◆ **What needs to be done**: Instruction for the data below: set down exactly the lines from the line with "Task: for each" to the line with "negative clicks: (92, 144) (93, 135)", inclusive, and no others.

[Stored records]

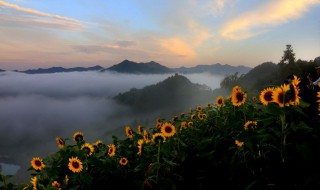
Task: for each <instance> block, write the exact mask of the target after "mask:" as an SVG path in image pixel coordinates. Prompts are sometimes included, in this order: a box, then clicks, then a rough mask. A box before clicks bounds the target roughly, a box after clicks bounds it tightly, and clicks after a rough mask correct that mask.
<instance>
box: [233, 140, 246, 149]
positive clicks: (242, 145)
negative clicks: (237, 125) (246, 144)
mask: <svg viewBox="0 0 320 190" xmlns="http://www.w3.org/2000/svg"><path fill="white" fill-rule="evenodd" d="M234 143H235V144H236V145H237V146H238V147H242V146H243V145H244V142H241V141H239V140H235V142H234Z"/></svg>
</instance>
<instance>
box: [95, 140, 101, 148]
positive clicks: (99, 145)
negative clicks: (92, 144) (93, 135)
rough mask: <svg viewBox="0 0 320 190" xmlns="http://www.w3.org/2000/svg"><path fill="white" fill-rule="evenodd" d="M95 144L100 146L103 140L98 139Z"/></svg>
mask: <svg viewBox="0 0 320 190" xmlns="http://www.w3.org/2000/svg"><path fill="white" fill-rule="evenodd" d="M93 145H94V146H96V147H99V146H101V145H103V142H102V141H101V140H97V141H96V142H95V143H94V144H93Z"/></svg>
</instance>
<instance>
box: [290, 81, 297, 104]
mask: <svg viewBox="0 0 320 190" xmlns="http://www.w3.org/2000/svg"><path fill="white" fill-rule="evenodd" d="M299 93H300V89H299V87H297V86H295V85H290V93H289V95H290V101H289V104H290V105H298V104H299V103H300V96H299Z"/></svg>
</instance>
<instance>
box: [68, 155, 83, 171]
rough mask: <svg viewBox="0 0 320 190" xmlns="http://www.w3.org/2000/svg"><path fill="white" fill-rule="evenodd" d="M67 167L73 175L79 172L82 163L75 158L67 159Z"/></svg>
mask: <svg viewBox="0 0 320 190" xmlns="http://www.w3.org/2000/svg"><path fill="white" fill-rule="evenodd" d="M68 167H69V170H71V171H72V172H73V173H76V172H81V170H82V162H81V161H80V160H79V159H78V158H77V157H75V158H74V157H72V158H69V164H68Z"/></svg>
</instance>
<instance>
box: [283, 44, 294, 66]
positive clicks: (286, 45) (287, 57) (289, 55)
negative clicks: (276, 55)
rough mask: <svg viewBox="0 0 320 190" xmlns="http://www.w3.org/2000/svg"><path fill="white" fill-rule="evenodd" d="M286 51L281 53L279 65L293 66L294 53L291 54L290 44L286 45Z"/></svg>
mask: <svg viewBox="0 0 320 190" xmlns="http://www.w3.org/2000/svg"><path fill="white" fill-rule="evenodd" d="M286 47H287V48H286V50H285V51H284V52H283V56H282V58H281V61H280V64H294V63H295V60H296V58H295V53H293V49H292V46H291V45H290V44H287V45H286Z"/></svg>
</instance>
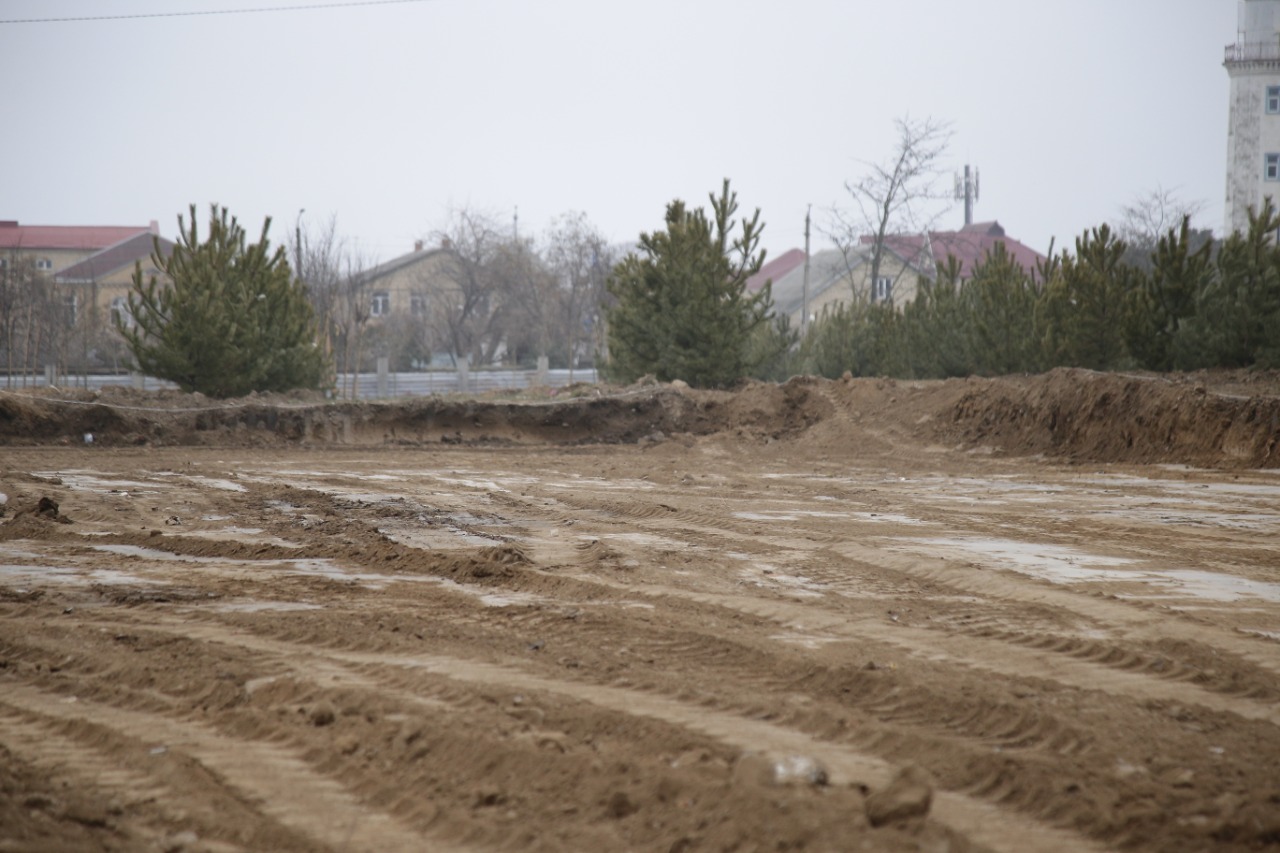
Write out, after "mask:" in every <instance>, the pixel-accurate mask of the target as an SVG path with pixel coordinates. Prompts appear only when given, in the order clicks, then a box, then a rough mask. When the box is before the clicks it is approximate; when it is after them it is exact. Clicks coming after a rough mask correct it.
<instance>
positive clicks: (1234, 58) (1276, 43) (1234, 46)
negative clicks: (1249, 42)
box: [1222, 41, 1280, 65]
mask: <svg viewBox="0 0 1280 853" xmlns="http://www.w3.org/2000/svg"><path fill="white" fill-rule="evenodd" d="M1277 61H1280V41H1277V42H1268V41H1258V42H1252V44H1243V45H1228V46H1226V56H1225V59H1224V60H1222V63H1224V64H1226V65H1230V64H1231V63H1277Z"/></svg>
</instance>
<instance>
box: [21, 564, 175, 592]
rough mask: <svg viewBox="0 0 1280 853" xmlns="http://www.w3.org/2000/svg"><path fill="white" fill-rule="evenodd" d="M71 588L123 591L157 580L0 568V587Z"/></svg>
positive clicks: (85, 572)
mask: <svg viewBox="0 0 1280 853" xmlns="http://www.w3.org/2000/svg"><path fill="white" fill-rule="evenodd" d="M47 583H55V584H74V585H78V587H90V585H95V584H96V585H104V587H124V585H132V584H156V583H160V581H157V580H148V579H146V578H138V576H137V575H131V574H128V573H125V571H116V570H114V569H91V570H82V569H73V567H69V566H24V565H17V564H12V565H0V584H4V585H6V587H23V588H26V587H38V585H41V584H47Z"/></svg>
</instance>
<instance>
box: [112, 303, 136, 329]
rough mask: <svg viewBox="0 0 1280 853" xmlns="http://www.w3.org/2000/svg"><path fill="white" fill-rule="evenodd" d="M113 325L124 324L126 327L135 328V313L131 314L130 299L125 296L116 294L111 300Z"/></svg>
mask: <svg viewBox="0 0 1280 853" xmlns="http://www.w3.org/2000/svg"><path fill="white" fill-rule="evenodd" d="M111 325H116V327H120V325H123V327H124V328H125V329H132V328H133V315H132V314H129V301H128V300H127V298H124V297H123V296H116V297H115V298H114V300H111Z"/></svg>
* * *
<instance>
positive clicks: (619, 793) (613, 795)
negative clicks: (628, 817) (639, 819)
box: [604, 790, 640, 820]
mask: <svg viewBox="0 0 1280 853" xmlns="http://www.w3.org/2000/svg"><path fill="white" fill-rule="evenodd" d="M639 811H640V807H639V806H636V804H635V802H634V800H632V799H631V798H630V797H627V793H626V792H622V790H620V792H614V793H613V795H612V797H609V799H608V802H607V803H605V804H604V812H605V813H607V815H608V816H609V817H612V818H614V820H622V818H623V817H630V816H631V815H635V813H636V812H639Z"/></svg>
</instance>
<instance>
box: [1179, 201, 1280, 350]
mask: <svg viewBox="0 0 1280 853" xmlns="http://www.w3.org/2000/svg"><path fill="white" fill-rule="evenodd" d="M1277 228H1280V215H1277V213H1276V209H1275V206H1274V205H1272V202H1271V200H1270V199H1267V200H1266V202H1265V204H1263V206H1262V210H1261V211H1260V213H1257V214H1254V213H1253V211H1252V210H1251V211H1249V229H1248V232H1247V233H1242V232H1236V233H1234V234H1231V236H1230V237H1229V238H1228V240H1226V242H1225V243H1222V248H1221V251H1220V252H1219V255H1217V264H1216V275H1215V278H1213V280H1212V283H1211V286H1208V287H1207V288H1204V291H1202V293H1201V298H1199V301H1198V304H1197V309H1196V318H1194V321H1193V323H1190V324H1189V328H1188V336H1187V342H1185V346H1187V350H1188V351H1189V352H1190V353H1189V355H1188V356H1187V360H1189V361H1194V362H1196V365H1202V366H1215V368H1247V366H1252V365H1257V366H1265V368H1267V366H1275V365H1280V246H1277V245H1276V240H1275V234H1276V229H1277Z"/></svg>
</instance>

◆ **Reply**:
Task: for each <instance> block, write the exact mask of the target after "mask:" as an SVG path in image pixel coordinates. Prompts are sometimes included, in this order: a box, then clicks, then a rough mask. A box before clicks bounds the target roughly, a box after clicks bounds it tightly, and clicks after a rough mask correct that mask.
<instance>
box: [233, 140, 246, 149]
positive clicks: (242, 145)
negative clicks: (237, 125) (246, 144)
mask: <svg viewBox="0 0 320 190" xmlns="http://www.w3.org/2000/svg"><path fill="white" fill-rule="evenodd" d="M234 143H235V144H236V145H237V146H238V147H242V146H243V145H244V142H241V141H239V140H235V142H234Z"/></svg>
</instance>
<instance>
box: [95, 140, 101, 148]
positive clicks: (99, 145)
negative clicks: (92, 144) (93, 135)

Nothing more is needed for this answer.